▶ _Document passage_:
-*-

Observation data (J2000.0 epoch)
- Constellation: Virgo
- Right ascension: 13^{h} 32^{m} 53.27^{s}
- Declination: +02° 00′ 45.69″
- Redshift: 0.215818
- Heliocentric radial velocity: 64,701 km/s
- Distance: 2.698 Gly
- Apparent magnitude (V): 18.49

Characteristics
- Type: N galaxy;BLRG Sy1
- Size: ~306,000 ly (93.7 kpc) (estimated)

Other designations
- 4C +02.36, LEDA 2818435, PKS 1330+02, 2MASX J13325325+0200454, 2dFGRS N401Z254, RBS 1284, DA 347, NRAO 0426, CoNFIG 170, RX J1332.8+0200, 1ES 1330+022

= 3C 287.1 =

Radio galaxy located in the constellation of Virgo

3C 287.1 is a radio galaxy located in the constellation of Virgo. The redshift of the galaxy is (z) 0.215 and it was first described in the Third Cambridge Catalogue of Radio Sources in 1962. The galaxy is also classified as a Seyfert galaxy based on image-tube plate observations and designated as PKS 1330+02 in the Parkes Observatory Survey.

== Description ==
3C 287.1 is classified as a broad-line Fanaroff-Riley Class Type 2 radio galaxy. When observed with the Very Large Array (VLA) it is found to have a radio core and a bright one-sided jet located in the western radio lobe that is described as having a knotty and curved appearance, with further evidence of it displaying a sharp bend angle in a northern direction at the eastern hotspot location. This jet features a counter-jet that corresponds to a straight jet with a great beaming velocity of 0.3c and a line of sight angle less than 70°. The total optical polarization of the galaxy is estimated to be little as three percent.

-*-

▶ _Provided records_:
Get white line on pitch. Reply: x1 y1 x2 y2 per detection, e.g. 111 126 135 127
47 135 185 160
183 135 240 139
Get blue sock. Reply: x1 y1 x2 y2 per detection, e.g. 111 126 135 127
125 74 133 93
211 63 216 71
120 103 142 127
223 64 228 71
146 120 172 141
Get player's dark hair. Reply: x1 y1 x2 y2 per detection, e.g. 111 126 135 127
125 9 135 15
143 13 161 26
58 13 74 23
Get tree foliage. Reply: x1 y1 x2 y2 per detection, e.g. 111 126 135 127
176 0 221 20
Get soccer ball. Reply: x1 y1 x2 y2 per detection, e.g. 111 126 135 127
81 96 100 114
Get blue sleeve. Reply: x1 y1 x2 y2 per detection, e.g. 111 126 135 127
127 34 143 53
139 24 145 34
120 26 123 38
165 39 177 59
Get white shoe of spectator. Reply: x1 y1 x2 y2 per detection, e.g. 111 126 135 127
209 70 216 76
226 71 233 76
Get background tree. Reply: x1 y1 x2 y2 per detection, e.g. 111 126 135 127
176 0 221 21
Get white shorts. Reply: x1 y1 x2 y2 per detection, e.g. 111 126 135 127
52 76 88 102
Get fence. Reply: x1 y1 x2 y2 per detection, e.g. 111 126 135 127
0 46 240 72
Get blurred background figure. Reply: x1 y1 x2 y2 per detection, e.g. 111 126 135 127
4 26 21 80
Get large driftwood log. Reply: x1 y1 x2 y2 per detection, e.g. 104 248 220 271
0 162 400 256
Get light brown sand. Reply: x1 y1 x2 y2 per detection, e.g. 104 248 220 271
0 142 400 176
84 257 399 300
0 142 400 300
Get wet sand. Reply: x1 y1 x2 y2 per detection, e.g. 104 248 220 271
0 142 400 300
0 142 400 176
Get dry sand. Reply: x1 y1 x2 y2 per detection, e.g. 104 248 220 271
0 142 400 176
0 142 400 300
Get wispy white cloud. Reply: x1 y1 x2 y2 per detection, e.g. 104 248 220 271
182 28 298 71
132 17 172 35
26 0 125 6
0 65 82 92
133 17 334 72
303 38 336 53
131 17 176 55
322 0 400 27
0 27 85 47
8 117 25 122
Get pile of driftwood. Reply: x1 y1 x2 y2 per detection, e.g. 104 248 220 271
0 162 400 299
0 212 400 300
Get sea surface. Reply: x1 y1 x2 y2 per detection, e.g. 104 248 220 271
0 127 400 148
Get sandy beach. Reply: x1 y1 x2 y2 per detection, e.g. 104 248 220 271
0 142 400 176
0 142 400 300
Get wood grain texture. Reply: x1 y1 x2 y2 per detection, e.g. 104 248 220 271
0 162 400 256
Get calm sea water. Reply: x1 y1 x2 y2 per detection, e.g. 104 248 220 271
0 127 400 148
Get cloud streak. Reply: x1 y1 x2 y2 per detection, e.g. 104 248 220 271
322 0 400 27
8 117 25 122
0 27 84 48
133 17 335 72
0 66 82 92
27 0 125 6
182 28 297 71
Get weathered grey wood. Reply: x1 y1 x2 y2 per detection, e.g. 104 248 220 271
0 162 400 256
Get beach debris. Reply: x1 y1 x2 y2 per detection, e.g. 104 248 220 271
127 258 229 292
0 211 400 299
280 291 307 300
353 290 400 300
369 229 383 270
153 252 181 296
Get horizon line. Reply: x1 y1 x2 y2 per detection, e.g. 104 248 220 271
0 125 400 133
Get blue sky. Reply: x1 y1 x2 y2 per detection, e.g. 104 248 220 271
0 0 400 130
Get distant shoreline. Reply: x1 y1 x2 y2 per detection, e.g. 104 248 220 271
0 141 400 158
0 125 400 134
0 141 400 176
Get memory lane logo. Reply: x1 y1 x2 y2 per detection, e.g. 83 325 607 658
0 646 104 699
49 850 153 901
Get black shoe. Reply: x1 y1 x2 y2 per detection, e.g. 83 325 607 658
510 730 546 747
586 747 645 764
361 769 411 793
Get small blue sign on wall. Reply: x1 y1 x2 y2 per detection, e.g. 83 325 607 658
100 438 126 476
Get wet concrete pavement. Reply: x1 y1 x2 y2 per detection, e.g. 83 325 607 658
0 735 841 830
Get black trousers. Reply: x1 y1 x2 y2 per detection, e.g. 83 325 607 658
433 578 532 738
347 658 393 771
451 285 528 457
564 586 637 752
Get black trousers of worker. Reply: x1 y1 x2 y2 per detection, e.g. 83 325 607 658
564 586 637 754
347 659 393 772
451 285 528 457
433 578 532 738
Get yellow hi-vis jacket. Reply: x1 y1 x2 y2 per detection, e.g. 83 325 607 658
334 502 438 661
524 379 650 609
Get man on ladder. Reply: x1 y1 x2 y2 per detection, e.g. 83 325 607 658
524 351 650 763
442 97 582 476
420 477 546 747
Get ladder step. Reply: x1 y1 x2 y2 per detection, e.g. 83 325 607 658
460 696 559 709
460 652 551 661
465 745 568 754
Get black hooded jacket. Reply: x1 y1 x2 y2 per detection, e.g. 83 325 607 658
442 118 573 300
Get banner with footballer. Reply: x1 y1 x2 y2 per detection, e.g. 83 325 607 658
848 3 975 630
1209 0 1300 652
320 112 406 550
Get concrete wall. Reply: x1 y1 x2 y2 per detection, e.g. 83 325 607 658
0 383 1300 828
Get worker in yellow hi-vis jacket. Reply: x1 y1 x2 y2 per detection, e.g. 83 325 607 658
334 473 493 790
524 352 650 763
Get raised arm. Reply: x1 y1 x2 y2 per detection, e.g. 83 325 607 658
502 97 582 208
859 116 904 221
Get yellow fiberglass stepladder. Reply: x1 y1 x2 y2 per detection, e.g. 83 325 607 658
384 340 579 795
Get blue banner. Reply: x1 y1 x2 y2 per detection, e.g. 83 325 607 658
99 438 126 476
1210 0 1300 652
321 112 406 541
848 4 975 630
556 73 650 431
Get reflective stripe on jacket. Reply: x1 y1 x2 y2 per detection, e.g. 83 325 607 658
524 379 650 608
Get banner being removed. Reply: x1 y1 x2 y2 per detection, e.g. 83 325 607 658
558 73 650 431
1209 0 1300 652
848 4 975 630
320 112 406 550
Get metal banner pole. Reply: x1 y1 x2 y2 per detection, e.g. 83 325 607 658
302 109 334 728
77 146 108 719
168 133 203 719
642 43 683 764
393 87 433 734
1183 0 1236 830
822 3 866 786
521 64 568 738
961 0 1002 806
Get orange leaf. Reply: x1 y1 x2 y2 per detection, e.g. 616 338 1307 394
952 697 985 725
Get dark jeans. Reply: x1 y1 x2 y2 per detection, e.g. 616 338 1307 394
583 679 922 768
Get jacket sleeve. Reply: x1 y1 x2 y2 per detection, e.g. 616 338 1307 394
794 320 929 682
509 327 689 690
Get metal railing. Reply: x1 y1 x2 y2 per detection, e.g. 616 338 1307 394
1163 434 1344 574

-*-

▶ _Activity_: According to the passage on 3C 287.1, in which catalogue and in what year was the galaxy first described?

▶ _Response to this task_: It was first described in the Third Cambridge Catalogue of Radio Sources in 1962.